_Action item_: What the task requires is each entry, restated exactly.

_Material provided_:
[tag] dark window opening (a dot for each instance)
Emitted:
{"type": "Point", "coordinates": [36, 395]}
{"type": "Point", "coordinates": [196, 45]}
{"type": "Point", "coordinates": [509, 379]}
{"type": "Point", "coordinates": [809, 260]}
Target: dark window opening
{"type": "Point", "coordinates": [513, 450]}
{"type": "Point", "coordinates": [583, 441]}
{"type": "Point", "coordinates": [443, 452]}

_Result of this task_:
[tag] dark window opening (a dot for each instance)
Emitted:
{"type": "Point", "coordinates": [36, 395]}
{"type": "Point", "coordinates": [196, 45]}
{"type": "Point", "coordinates": [509, 379]}
{"type": "Point", "coordinates": [809, 260]}
Target: dark window opening
{"type": "Point", "coordinates": [513, 450]}
{"type": "Point", "coordinates": [583, 441]}
{"type": "Point", "coordinates": [443, 452]}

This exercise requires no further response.